Reproduce the entries from their start through the line containing "point(206, 82)", and shift every coordinate in the answers by adding 100 to it. Leave the coordinates in the requests and their samples unchanged, and omit the pictures.

-- begin --

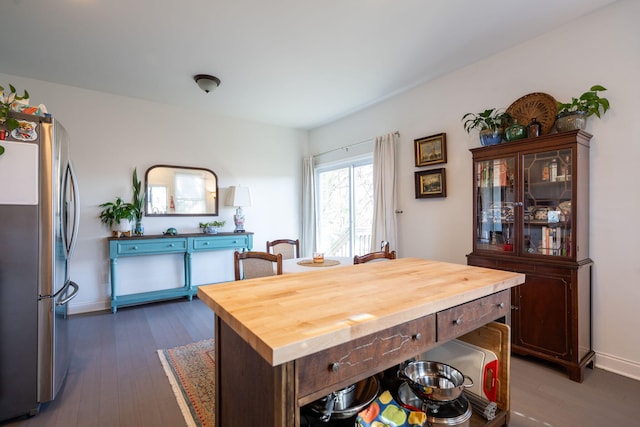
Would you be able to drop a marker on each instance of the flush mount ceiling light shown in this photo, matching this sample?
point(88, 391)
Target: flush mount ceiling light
point(206, 82)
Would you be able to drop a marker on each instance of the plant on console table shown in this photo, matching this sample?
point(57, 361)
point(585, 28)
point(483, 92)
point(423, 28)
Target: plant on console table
point(211, 227)
point(490, 123)
point(6, 100)
point(118, 215)
point(573, 115)
point(138, 203)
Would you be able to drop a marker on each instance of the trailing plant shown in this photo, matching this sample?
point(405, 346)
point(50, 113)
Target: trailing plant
point(589, 102)
point(5, 106)
point(491, 118)
point(113, 212)
point(138, 196)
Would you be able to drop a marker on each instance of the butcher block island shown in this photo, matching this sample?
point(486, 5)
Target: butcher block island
point(285, 341)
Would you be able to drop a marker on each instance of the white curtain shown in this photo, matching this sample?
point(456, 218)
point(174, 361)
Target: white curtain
point(384, 192)
point(308, 239)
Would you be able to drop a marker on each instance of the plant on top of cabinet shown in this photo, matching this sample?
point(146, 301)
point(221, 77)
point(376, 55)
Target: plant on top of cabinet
point(490, 123)
point(138, 203)
point(573, 115)
point(118, 215)
point(5, 106)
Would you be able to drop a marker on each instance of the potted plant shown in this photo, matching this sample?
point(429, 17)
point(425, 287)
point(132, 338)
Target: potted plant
point(138, 203)
point(118, 215)
point(490, 123)
point(5, 106)
point(573, 115)
point(211, 227)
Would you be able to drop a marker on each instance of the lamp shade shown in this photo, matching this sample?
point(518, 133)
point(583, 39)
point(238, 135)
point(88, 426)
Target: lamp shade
point(238, 196)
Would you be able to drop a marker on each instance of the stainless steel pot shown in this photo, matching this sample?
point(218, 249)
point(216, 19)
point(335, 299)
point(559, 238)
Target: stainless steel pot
point(434, 380)
point(455, 413)
point(348, 401)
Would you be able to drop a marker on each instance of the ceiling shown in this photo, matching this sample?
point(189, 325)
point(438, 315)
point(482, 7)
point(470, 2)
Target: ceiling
point(293, 63)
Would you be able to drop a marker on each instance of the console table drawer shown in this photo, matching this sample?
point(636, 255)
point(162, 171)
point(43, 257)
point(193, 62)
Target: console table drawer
point(219, 242)
point(144, 247)
point(464, 318)
point(366, 354)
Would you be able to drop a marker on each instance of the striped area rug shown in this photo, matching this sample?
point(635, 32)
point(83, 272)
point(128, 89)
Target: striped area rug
point(190, 369)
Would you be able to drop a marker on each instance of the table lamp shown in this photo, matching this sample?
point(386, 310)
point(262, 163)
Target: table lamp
point(239, 197)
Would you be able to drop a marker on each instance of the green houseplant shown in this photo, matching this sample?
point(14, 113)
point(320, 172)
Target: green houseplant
point(138, 203)
point(490, 123)
point(573, 115)
point(118, 215)
point(5, 106)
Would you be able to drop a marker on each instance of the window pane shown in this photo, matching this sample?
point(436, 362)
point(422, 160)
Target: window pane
point(363, 208)
point(345, 208)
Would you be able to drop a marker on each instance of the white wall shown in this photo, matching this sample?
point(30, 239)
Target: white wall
point(601, 48)
point(110, 135)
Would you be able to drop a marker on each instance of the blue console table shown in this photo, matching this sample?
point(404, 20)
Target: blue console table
point(185, 244)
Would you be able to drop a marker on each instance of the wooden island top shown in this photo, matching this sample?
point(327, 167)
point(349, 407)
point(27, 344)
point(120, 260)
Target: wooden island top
point(287, 317)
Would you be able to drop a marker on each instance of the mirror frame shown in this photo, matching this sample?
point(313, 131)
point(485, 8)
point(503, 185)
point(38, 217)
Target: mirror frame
point(209, 171)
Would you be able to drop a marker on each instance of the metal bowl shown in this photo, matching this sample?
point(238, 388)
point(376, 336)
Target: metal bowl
point(434, 380)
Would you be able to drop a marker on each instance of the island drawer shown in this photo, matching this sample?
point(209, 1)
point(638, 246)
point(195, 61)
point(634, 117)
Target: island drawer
point(152, 246)
point(464, 318)
point(371, 353)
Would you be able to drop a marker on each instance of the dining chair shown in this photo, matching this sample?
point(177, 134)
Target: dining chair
point(289, 248)
point(379, 255)
point(252, 264)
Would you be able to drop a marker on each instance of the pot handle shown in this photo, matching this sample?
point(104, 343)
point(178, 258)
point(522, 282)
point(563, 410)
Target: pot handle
point(466, 377)
point(328, 409)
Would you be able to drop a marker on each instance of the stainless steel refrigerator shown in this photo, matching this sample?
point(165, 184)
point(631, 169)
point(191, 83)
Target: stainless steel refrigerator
point(38, 230)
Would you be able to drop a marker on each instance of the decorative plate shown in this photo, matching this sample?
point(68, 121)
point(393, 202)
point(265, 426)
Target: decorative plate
point(537, 105)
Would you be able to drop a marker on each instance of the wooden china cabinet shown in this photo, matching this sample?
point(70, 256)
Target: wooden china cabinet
point(531, 215)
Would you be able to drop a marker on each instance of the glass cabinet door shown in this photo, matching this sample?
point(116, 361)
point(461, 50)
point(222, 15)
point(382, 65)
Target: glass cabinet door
point(495, 197)
point(547, 196)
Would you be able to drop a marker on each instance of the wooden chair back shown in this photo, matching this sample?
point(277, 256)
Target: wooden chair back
point(379, 255)
point(289, 248)
point(249, 265)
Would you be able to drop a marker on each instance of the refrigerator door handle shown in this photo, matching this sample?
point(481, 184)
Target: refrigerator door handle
point(71, 236)
point(75, 287)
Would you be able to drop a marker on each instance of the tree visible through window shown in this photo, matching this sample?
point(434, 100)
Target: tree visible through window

-- end --

* _WRITTEN ANSWER_
Would you be able to drop a marker on each instance of the flush mount ceiling light shown in this photo, matching this sample?
point(88, 391)
Target: flush mount ceiling light
point(306, 182)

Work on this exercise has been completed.